>>>>>
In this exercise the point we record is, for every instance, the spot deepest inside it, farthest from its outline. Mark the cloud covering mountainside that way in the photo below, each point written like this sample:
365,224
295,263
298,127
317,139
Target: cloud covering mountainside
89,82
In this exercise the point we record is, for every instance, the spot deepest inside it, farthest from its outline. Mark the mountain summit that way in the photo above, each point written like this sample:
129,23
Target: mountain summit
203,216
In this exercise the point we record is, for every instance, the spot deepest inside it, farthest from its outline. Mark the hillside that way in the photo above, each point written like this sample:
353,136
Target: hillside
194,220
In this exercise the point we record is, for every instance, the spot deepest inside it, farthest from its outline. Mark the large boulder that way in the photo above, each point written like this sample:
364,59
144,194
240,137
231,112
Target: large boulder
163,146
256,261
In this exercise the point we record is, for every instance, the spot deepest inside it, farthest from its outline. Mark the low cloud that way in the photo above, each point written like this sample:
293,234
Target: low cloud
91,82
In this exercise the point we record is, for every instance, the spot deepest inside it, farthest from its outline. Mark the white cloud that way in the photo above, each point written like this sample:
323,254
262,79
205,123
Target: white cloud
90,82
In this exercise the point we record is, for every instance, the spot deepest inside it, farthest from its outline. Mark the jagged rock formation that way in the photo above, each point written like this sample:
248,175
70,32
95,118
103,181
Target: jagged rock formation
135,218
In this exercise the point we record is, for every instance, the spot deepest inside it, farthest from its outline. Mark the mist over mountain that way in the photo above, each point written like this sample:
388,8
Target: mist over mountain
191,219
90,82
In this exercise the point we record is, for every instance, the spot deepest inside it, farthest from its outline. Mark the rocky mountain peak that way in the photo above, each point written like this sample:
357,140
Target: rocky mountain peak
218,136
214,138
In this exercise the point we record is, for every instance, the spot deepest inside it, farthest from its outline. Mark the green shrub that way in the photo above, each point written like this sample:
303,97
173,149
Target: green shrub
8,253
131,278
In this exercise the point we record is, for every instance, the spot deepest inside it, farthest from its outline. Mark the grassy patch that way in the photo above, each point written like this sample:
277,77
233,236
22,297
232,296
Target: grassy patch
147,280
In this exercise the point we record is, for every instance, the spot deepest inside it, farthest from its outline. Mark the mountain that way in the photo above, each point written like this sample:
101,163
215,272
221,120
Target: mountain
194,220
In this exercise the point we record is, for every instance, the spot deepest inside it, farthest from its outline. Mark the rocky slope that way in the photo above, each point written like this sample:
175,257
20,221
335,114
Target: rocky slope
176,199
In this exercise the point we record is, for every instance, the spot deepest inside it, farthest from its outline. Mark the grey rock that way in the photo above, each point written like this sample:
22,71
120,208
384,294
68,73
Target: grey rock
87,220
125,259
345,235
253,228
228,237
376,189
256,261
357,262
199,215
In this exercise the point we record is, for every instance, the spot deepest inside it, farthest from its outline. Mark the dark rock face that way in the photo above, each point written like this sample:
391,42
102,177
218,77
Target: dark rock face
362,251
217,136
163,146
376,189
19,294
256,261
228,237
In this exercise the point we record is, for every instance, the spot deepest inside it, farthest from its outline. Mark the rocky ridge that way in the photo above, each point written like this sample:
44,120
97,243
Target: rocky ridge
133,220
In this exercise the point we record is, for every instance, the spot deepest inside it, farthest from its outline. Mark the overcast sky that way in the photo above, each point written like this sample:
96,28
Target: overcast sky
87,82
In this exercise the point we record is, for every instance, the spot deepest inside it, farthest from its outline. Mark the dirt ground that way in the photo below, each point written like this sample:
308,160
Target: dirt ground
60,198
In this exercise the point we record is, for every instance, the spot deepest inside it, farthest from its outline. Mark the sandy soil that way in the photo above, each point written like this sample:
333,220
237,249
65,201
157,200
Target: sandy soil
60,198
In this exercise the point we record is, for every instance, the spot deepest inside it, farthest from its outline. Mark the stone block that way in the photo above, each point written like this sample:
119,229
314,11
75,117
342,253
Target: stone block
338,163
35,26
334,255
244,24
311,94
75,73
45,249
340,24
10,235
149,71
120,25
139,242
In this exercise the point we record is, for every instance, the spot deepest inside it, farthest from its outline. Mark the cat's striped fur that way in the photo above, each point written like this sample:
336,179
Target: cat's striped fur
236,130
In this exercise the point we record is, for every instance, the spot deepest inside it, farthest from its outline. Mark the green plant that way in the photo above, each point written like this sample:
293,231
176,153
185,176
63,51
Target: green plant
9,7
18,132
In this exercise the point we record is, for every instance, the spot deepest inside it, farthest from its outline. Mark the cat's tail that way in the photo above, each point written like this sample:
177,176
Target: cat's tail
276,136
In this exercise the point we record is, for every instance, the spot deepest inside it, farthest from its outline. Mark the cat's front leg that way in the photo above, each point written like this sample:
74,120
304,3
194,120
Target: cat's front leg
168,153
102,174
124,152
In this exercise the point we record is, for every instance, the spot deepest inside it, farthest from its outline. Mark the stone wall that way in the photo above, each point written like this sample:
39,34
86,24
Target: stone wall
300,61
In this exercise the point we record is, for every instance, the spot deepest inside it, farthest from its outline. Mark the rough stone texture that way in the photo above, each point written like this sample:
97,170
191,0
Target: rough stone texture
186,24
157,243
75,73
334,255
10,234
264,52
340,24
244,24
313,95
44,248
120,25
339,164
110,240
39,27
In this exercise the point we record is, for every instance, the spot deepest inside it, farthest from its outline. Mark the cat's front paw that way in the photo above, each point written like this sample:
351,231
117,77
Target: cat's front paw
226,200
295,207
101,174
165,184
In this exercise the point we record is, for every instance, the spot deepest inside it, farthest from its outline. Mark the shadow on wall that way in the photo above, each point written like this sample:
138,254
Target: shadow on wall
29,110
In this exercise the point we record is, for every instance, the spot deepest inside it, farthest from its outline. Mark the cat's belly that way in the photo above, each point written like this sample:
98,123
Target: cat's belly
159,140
<<<<<
Please reproduce every line shown above, exactly as written.

In this exercise the point we record is, for every instance, the spot deepest inside it, farthest from its outline. Mark the cloud covering mountainside that way in the photo below, each point written like this sample:
365,224
295,263
298,127
317,139
Target: cloud covering mountainside
89,82
In this exercise the point we record is, for every instance, the spot deepest inside it, farthest from its outline. Mark the mountain summit that way in the photo above, each point written like this sample:
129,23
Target: mountain summit
203,216
In this exercise the point we record is, for every instance, the spot deepest inside it, farthest from its outline. Mark the hillside that way in the photo above, each point written like this sample:
353,136
Target: hillside
194,220
In this exercise the point we record is, for every instance, the spot deepest inside it, farthest from its outline. Mark the large boulder that way in the photo above, each point written like this sample:
364,59
144,194
240,137
231,112
Target: large boulder
163,146
256,261
In this exercise the point we record is, for every instance, the spot deepest inside it, farthest from its outline. Mark the low cloud that way in the photo above, each point written like this sample:
293,234
Target: low cloud
91,82
In this exercise the point we record is, for every instance, the spot deepest inside it, farthest from its outline. Mark the white cloud that way in the photo above, each point written like this sample:
323,254
262,79
205,123
Target: white cloud
90,82
In this exercise the point we record is, for every instance, the spot deepest inside it, farthest from its outline. Mark the jagged rock formation that way in the photo above, each point written like this sample:
248,175
70,32
95,118
103,181
Target: jagged rock formation
135,218
In this exercise the point we record is, for every instance, the spot deepest inside it, farthest from its outline. Mark the mist over mountain that way in the photo above, each point written like this sample:
388,8
Target: mist over mountain
191,219
90,82
In this exercise the point we record is, for every instance, the spot deepest inside it, farthest from its outline. Mark the rocky mountain peak that way in the photo above, each point written like this sample:
357,140
Target: rocky mountain peak
218,136
214,138
In this exercise the point we record is, for every instance, the spot deepest inside it, farthest from its outline. Mark the green shrub that way in the photo above, each point written like this sample:
303,97
173,149
Target: green shrub
8,253
131,278
In this exercise the point we record is, for every instance, the spot deepest inside it, farthest from its outline. Mark the grassy patch that way in the photo above, each point written like this sample:
277,77
233,236
22,297
232,296
Target: grassy patch
147,280
In this exercise the point we record is, for every instance, the spot deepest inside it, farthest from its outline. Mark the mountain that way in the photo above, each point written like this sample:
101,163
215,272
221,120
Target: mountain
194,220
In this exercise the point we record is, for every instance, the spot deepest inside it, farthest from its outline. Mark the rocky slope that way in the photo above, each point written like this sample:
175,257
20,221
335,114
Target: rocky slope
176,199
In this exercise the point we record is, for every instance, the spot deepest inside it, farthest from its outline. Mark the grey rock that way in the photo above, each point written like this sample:
22,71
120,208
384,294
68,73
Target: grey rock
87,220
125,259
345,235
253,228
228,237
376,189
256,261
357,262
199,215
In this exercise the point we record is, for every instance, the spot deepest inside it, farthest from its outline. Mark the dark rock face that way in the photo above, each point written like this sample:
391,42
102,177
218,77
Target: dark rock face
362,251
217,136
163,146
376,189
19,294
256,261
228,237
In this exercise the point we record is, for every instance, the spot deepest inside it, farthest from its outline. Mark the rocky ridge that way in the photo above, each point written like this sample:
44,120
97,243
Target: rocky ridge
133,220
In this exercise the point we record is, for every instance, the spot deepest inside it, farthest from its outline. Mark the overcast sky that way in the photo above, each point written like this sample:
96,28
Target: overcast sky
87,82
In this exercise the point we record is, for every instance, the spot deepest inside it, farthest from its outline. Mark the dirt ground that way in the photo below, each point written like this sample:
308,160
Target: dirt ground
60,198
In this exercise the point we record is, for every instance, the spot deepest inside it, farthest from its outline. Mark the sandy soil that way in the photo above, each point written like this sample:
333,220
237,249
65,201
157,200
Target: sandy soil
60,198
In this exercise the point we record is, for every instance, the spot deepest inside it, farthest from its outline. Mark the stone block that way in the photo above, each point written like this sample:
119,229
314,11
75,117
342,253
Target: stone block
338,163
35,26
334,255
244,24
311,94
75,73
45,249
340,24
10,235
149,71
120,25
139,242
In this exercise the point we record is, for every instance, the spot deepest inside it, farthest from its outline. Mark the cat's striped fur that way in the photo above, each point written like this sample:
336,179
Target: cat's striped fur
236,130
In this exercise the point we record is, for every instance, the spot deepest inside it, farthest from its outline. Mark the green plant that way in the photo above, each point written like this sample:
293,231
176,153
185,176
63,51
Target: green plant
9,7
18,132
In this exercise the point we record is, for every instance, the spot deepest inside it, farthest from its outline. Mark the cat's tail that way in the photo above, each point written like this sample:
177,176
Target: cat's tail
276,136
In this exercise the point we record is, for every instance, the spot deepest inside it, farthest from its outline. Mark the cat's front leg that way in the photo above, each point written like this sample:
74,120
304,3
194,120
Target: cat's front leg
168,153
102,174
124,152
In this exercise the point we record is, for every instance, the spot deepest inside it, farthest from its outline. Mark the stone wall that way in the photo above, each point written like this sample:
39,34
86,24
Target: stone wall
300,61
In this exercise the point we record is, for every instance, the spot deepest inside it, farthest from its outline. Mark the rough stone texture that way in the photo above, each point written like this sample:
97,170
191,0
Target: rough stone texture
186,24
157,243
75,73
334,255
10,234
264,52
340,24
244,24
313,95
44,248
120,25
339,164
110,240
39,27
In this exercise the point we record is, for every instance, the spot deepest inside it, farthest from its outline. Mark the cat's front paw that way in the photo above, each point written like this sample:
351,231
117,77
Target: cat's front paw
226,200
295,207
101,174
165,184
In this exercise the point we record is, for every instance, the spot deepest inside it, farthest from its outline. Mark the shadow on wall that way in the photo above, each point written like this sample:
138,254
Target: shadow on wall
29,110
In this exercise the point we record is, for every instance, the spot deepest inside it, farthest from its outline. Mark the cat's belly that way in the photo above, each point written like this sample:
98,123
Target: cat's belly
159,140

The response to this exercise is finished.